Sunday, February 06, 2011

i'm struggling to stay awake until 4. my shift ends then.

mama was crying all evening up till 2, when i got my mom up to administer another dose of morphine. she fell asleep immediately after the drugs went down her feeding tube. i think she was tired out from crying and squirming.

i don't think she'll stay asleep for long though. you can see that she's restless.

she's running a fever due to infection. makes her face red. it's puffy too, because of all the water collecting inside her. so she is red and puffy, if you want a mental picture. red and puffy.

so many noteworthy things were said today but i cannot recall any to quote now.

thanks to all the people who visited her today and assured us of your support. we are grateful for your care.

i am packing on a noticeable amount of weight because i am constantly binging. i crave food even when i'm full. it's very strange, the intensity of it.

thank God that my gran is slightly less distressed than yesterday. thank God for morphine. thank God for good friends and relatives. thank God for the free ikea bed we found that's higher and more sturdy than the old one so our backs have it a little easier, for the room that's well stocked with diapers and an assortment of creams, for a wonderful hospice nurse who came by today, for subsidies, and of course for the strength and necessary during this time. in spite of the very morose air in this house, i can see God's caring provision everywhere. and i want to say now, as a reminder for myself too, that God is good to us.

Stored items from a collection:
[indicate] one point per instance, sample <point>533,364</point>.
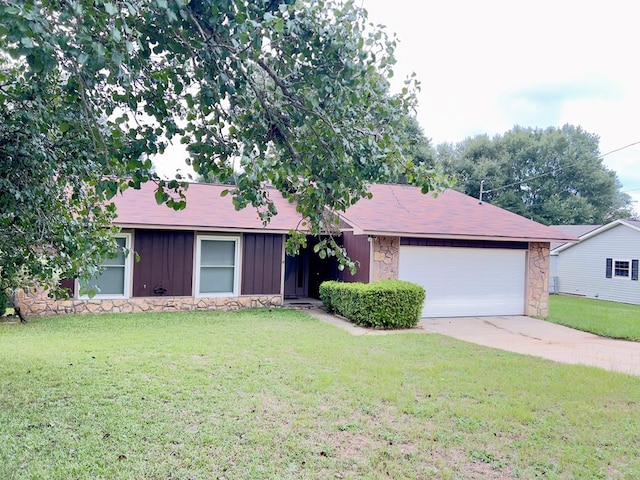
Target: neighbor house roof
<point>206,210</point>
<point>632,224</point>
<point>575,230</point>
<point>403,210</point>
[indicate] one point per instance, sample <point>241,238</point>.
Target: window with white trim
<point>217,266</point>
<point>115,278</point>
<point>621,268</point>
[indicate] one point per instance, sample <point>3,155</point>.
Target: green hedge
<point>385,304</point>
<point>4,300</point>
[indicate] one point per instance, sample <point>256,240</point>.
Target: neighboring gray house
<point>574,230</point>
<point>603,265</point>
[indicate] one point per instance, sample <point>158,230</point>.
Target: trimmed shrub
<point>4,300</point>
<point>385,304</point>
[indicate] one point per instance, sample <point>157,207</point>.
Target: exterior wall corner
<point>537,297</point>
<point>385,258</point>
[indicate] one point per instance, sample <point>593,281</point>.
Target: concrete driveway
<point>530,336</point>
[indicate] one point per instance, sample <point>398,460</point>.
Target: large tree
<point>552,175</point>
<point>293,94</point>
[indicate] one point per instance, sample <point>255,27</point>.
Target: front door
<point>296,275</point>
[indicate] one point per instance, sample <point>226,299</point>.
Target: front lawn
<point>279,395</point>
<point>608,319</point>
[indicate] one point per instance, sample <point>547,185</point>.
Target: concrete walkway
<point>524,335</point>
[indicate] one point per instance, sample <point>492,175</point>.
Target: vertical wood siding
<point>166,263</point>
<point>261,264</point>
<point>358,248</point>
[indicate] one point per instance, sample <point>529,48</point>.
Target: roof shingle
<point>403,210</point>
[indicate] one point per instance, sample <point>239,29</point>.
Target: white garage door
<point>466,281</point>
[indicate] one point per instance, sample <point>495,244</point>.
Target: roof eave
<point>462,237</point>
<point>199,228</point>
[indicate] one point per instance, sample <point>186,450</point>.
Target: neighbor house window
<point>217,262</point>
<point>114,280</point>
<point>621,268</point>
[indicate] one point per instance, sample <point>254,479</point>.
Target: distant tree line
<point>551,175</point>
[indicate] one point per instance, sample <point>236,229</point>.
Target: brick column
<point>538,280</point>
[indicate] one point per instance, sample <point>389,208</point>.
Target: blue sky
<point>486,66</point>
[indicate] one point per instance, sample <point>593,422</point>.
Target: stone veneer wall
<point>386,255</point>
<point>538,280</point>
<point>37,304</point>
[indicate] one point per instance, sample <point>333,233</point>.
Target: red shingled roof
<point>404,211</point>
<point>400,210</point>
<point>206,210</point>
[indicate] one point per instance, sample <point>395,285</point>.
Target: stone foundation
<point>386,255</point>
<point>538,280</point>
<point>37,304</point>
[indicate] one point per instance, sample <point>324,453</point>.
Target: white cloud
<point>487,66</point>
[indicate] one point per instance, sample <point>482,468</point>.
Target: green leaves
<point>293,94</point>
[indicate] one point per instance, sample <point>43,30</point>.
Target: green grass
<point>608,319</point>
<point>278,395</point>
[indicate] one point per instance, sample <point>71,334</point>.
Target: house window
<point>217,266</point>
<point>621,268</point>
<point>115,278</point>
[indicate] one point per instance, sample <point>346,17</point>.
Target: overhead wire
<point>560,167</point>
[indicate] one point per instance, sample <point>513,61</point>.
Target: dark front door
<point>296,275</point>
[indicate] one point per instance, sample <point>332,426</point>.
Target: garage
<point>463,282</point>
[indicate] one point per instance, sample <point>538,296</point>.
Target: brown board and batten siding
<point>359,250</point>
<point>166,263</point>
<point>262,264</point>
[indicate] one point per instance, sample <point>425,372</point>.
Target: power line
<point>560,167</point>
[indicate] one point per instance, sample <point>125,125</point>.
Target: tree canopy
<point>291,93</point>
<point>553,175</point>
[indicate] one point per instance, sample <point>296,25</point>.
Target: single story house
<point>472,258</point>
<point>604,264</point>
<point>575,230</point>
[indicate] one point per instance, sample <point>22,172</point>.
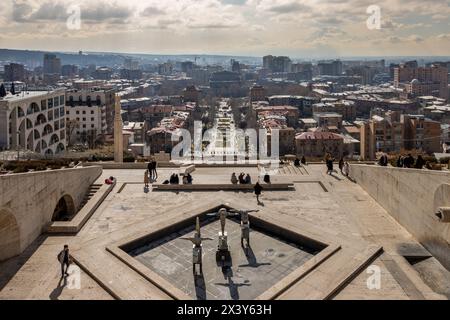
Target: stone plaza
<point>367,250</point>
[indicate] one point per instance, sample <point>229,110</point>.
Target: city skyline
<point>309,28</point>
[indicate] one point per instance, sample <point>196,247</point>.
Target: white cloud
<point>228,25</point>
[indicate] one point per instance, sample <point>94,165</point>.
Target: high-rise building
<point>330,68</point>
<point>393,132</point>
<point>52,64</point>
<point>267,62</point>
<point>422,81</point>
<point>86,116</point>
<point>277,64</point>
<point>14,72</point>
<point>34,121</point>
<point>258,93</point>
<point>69,70</point>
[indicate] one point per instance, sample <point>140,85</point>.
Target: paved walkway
<point>330,207</point>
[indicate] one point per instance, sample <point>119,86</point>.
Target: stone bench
<point>184,171</point>
<point>80,219</point>
<point>222,187</point>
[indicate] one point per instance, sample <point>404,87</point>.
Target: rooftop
<point>352,220</point>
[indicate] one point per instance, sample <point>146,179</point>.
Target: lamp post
<point>18,144</point>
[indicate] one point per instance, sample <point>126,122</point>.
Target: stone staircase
<point>288,170</point>
<point>93,189</point>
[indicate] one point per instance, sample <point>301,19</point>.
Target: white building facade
<point>86,110</point>
<point>34,121</point>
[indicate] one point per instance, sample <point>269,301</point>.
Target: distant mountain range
<point>33,58</point>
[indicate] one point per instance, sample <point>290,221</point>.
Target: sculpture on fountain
<point>223,255</point>
<point>245,227</point>
<point>197,251</point>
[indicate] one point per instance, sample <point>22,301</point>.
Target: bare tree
<point>71,125</point>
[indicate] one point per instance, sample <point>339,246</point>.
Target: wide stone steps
<point>290,170</point>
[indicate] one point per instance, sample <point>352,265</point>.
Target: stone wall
<point>412,197</point>
<point>28,201</point>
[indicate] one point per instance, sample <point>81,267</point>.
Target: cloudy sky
<point>299,28</point>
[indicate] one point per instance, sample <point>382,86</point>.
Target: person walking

**TASK DETAILS**. Reproduce the part of the journal entry above between "i'm struggling to" and "that she's restless.", inclusive, without altering any wording.

**EXPECTED ANSWER**.
i'm struggling to stay awake until 4. my shift ends then.

mama was crying all evening up till 2, when i got my mom up to administer another dose of morphine. she fell asleep immediately after the drugs went down her feeding tube. i think she was tired out from crying and squirming.

i don't think she'll stay asleep for long though. you can see that she's restless.